[begin Stored records]
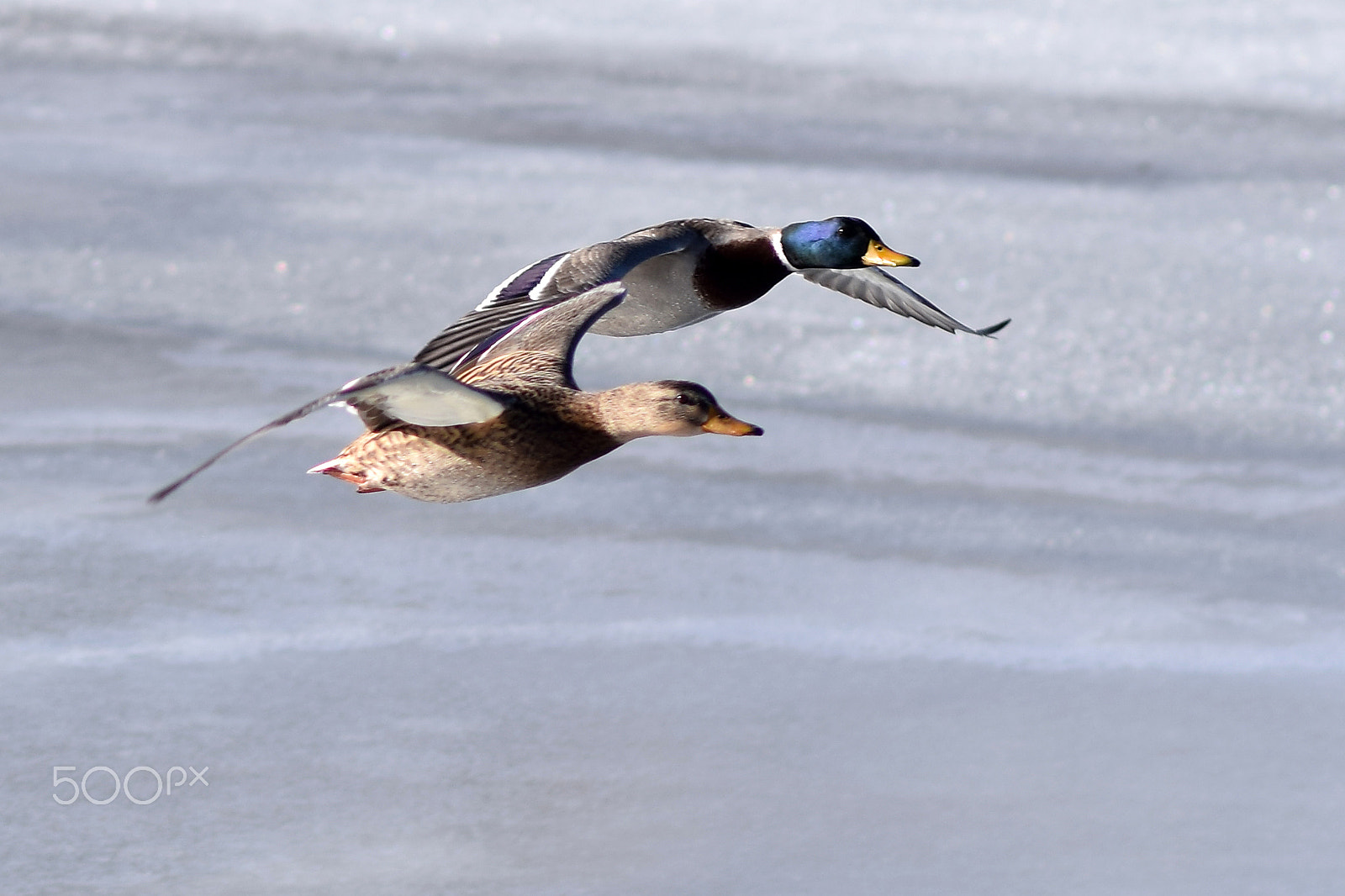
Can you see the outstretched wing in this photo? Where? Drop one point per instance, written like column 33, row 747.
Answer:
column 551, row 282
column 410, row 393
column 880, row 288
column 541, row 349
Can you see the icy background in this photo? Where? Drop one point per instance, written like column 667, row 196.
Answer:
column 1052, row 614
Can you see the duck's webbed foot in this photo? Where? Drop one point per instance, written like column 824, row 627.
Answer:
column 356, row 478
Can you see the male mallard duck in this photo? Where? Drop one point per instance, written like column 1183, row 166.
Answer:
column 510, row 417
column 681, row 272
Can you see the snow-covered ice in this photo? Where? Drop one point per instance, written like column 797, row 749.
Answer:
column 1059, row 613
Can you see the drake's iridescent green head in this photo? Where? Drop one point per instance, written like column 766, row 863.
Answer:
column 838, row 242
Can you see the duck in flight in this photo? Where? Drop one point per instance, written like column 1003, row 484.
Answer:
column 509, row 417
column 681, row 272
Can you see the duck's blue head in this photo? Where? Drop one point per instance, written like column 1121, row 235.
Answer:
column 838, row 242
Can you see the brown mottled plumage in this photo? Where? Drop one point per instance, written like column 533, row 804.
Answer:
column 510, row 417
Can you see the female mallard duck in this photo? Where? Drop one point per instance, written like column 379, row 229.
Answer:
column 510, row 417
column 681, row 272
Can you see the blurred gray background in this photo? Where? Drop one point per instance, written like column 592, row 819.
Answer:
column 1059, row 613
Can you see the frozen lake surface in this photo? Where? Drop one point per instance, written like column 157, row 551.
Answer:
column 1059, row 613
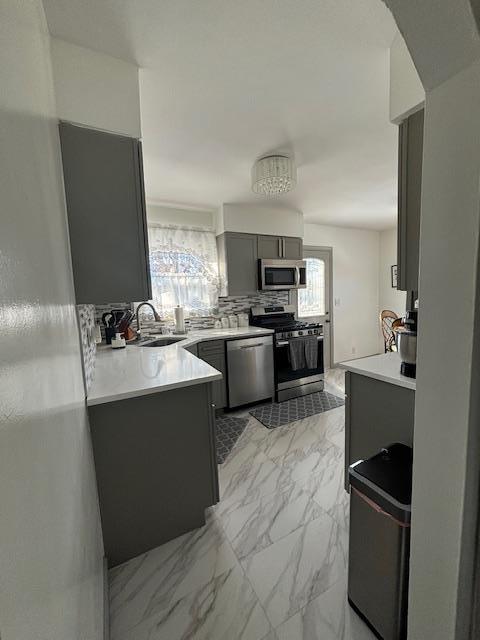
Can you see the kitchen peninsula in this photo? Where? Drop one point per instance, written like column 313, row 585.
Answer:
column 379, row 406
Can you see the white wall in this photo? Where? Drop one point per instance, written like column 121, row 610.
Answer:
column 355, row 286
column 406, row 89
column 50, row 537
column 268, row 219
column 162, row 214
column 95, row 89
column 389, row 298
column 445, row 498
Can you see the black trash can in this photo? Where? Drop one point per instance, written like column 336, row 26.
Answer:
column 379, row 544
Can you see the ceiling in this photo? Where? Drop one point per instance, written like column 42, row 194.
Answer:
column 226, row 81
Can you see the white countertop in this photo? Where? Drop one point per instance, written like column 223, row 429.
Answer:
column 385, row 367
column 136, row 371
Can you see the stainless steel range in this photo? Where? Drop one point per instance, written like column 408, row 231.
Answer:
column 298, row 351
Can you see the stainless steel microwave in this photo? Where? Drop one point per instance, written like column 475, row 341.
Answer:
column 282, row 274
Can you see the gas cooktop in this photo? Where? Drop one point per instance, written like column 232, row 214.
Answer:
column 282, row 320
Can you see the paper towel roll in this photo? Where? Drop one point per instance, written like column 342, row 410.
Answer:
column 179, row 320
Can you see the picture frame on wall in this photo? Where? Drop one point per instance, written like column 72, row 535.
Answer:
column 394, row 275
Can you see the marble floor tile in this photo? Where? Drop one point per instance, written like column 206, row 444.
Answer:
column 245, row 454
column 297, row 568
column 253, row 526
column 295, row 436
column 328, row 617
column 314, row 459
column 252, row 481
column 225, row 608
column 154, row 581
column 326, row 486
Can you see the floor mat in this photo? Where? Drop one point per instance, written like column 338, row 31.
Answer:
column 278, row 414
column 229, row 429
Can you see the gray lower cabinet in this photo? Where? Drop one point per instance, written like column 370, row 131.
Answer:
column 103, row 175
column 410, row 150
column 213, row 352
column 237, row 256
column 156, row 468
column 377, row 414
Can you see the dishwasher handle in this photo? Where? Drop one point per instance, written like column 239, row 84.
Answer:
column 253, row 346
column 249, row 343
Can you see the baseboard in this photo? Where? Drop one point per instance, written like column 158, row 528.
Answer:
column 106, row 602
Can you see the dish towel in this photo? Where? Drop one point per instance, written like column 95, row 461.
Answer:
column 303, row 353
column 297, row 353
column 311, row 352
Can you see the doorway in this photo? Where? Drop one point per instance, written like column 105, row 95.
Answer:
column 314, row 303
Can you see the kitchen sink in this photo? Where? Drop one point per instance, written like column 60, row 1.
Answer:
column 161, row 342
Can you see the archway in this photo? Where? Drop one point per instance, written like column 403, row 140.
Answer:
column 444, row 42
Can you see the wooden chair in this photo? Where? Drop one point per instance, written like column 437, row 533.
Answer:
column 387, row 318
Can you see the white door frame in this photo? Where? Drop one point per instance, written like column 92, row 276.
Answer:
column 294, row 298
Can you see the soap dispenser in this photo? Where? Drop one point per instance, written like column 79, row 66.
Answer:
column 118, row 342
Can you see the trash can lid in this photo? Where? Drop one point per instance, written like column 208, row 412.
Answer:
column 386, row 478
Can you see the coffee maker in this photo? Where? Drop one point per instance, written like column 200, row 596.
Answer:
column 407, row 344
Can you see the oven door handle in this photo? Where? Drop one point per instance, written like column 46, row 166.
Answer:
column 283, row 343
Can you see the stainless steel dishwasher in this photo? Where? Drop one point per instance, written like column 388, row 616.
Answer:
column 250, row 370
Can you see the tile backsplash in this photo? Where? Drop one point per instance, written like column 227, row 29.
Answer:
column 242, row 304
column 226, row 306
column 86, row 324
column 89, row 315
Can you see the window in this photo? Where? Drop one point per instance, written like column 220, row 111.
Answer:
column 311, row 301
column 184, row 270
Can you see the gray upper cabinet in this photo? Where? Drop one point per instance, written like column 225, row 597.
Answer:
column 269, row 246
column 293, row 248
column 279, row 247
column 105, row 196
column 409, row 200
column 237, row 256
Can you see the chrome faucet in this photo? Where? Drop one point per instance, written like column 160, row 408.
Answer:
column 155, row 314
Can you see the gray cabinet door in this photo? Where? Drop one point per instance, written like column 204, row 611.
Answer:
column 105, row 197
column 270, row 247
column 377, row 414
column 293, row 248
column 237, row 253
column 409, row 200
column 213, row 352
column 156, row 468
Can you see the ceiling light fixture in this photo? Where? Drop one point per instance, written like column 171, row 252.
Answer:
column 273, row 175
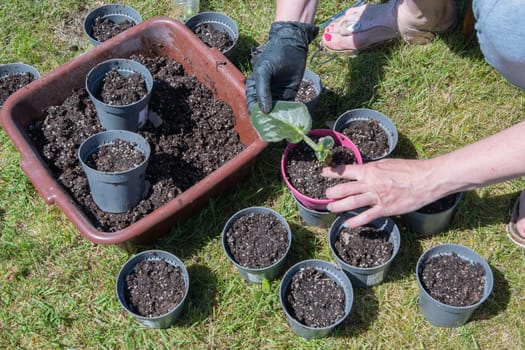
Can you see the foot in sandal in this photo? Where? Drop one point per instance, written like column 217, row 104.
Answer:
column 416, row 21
[end Stored records]
[begin Stored records]
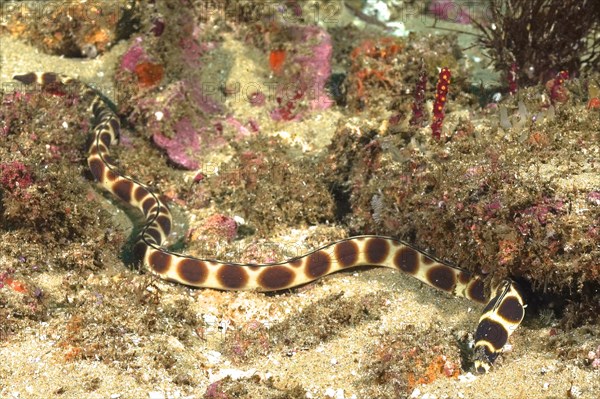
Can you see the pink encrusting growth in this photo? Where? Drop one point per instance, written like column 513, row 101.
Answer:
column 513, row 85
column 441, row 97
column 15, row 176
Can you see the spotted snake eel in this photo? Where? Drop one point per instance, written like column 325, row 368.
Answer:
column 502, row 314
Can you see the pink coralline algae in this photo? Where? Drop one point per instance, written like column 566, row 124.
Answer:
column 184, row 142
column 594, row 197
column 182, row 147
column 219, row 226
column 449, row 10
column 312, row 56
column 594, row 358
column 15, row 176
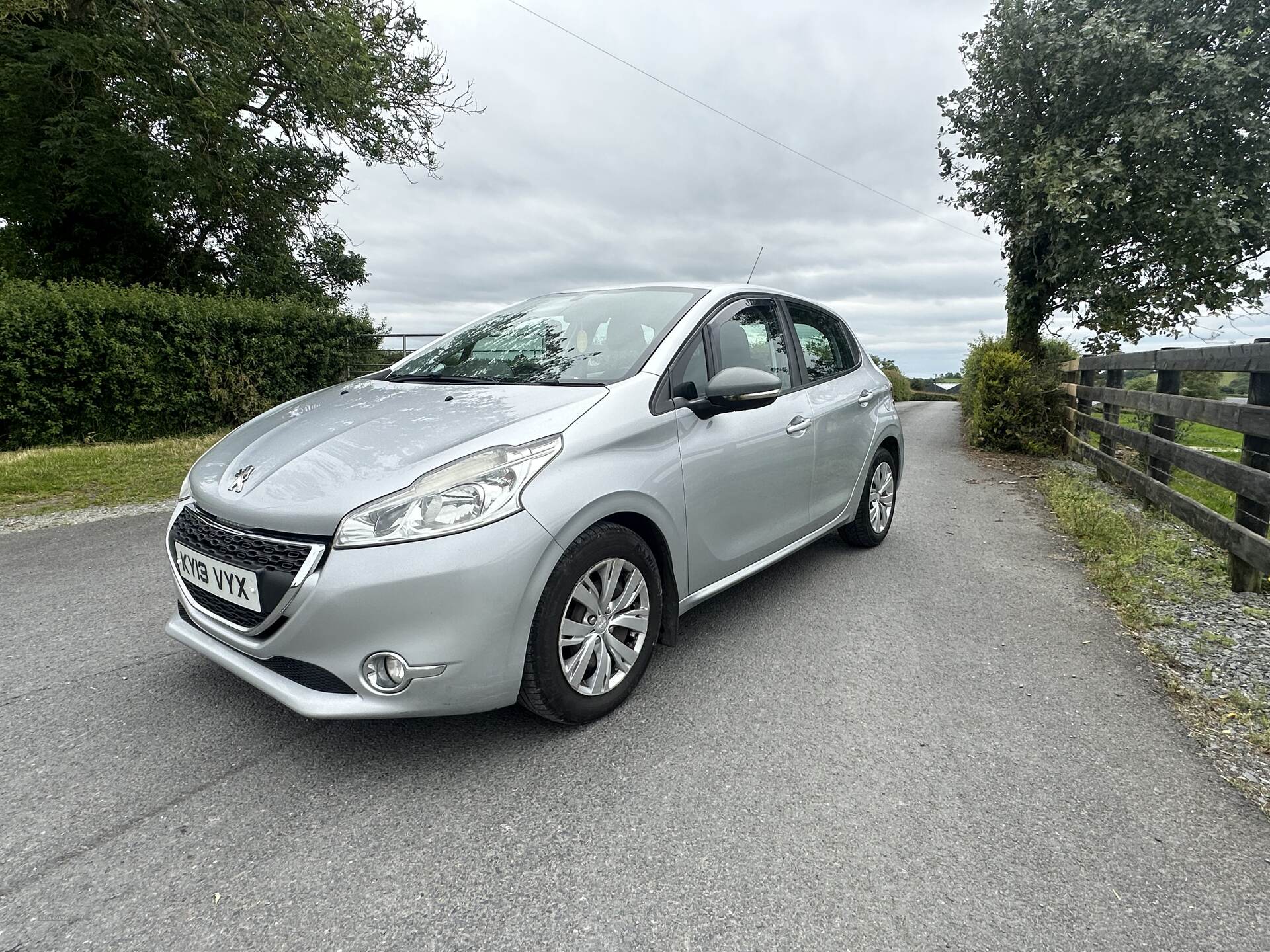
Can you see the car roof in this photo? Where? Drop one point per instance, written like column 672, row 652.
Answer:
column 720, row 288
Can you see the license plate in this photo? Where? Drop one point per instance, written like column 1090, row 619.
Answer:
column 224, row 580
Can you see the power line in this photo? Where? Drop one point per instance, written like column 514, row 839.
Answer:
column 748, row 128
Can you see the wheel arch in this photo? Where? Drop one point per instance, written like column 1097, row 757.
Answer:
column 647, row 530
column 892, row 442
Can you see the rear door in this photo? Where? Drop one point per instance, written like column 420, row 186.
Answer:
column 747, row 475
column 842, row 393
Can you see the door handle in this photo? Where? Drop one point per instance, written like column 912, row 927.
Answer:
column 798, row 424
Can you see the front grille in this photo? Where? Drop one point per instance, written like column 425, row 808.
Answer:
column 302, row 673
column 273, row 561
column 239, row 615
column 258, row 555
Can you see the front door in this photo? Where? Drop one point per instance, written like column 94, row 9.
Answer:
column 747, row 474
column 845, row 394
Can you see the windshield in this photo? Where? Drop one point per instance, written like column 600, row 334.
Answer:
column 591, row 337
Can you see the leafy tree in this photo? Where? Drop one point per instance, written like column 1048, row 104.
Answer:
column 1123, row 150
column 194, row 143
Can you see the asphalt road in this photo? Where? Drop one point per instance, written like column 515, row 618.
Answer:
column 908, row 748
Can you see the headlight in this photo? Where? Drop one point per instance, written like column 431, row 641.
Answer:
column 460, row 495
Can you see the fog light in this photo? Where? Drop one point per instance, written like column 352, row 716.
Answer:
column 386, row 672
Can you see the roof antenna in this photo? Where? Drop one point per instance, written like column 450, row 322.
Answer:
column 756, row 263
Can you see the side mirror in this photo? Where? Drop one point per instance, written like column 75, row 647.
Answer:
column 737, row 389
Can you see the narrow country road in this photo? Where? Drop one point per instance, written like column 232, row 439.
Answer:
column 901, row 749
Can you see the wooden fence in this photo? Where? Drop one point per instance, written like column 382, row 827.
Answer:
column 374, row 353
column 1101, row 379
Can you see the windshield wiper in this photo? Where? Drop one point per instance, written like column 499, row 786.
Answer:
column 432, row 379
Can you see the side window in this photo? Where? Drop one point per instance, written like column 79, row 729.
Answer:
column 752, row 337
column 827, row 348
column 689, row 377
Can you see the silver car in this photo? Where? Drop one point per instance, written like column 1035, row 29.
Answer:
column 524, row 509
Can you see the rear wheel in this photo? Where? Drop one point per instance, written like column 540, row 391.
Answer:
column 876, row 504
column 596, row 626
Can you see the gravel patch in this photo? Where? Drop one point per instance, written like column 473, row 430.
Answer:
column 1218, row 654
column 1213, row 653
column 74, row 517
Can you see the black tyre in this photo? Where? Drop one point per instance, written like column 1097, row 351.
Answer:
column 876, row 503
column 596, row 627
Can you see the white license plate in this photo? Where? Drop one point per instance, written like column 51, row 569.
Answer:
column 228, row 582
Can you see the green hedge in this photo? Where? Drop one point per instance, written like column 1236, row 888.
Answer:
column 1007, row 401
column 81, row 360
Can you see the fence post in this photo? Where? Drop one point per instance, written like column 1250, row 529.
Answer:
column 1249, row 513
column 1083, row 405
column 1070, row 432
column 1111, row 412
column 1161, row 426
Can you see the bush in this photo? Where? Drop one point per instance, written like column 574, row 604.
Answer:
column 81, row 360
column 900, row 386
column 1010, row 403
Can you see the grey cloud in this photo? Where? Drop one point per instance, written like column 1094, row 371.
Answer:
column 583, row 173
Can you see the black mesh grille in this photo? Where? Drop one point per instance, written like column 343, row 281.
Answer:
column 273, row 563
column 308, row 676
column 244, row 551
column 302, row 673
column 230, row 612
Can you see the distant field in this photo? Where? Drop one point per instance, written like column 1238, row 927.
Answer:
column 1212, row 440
[end Stored records]
Task:
Reproduce the listing word for word, from the line containing "Can you see the baseboard" down to the line containing "column 184, row 270", with both of those lines included.

In response:
Can you see the baseboard in this photo? Where? Drop one point per instance, written like column 158, row 528.
Answer:
column 106, row 602
Can you see the dish towel in this photo? Where? Drop one point per instance, written like column 95, row 461.
Answer:
column 303, row 353
column 297, row 353
column 311, row 352
Can you see the doorway in this photo? Where? Drop one point per instance, written like column 105, row 95.
Answer:
column 314, row 303
Can you see the kitchen sink in this photo? Where? Drop one point per instance, written like column 60, row 1.
Answer:
column 161, row 342
Can you see the archway in this photo? Where? Drop one point per instance, written like column 403, row 140.
Answer:
column 444, row 42
Can you see the wooden chair in this photo? Where? Drop one point per instance, written like column 437, row 533.
Answer:
column 387, row 318
Can you see the white door frame in this photo? Where? Drop one point per instance, written like column 92, row 276.
Answer:
column 294, row 298
Can you see the soap dispenser in this photo? Where? Drop one point per instance, written like column 79, row 66.
Answer:
column 118, row 342
Can you see the trash can lid in this photo? Where? Drop one point per instance, written like column 208, row 412.
Answer:
column 386, row 478
Can you see the coffee maker in this photo? Where? Drop one point per instance, written like column 200, row 596.
Answer:
column 407, row 344
Can you see the oven door handle in this photo? Where? Drop one point per instance, written like column 46, row 166.
Answer:
column 283, row 343
Can you see the stainless steel dishwasher in this photo? Where? Drop one point per instance, written like column 388, row 616.
Answer:
column 250, row 370
Can you see the tile backsplash in this photo? Where? Drop one point per instance, written like column 227, row 29.
Answer:
column 242, row 304
column 226, row 306
column 86, row 324
column 89, row 315
Can you see the window in this photo? Where? Drop one point per instance, written like column 220, row 111.
Answer:
column 311, row 301
column 184, row 270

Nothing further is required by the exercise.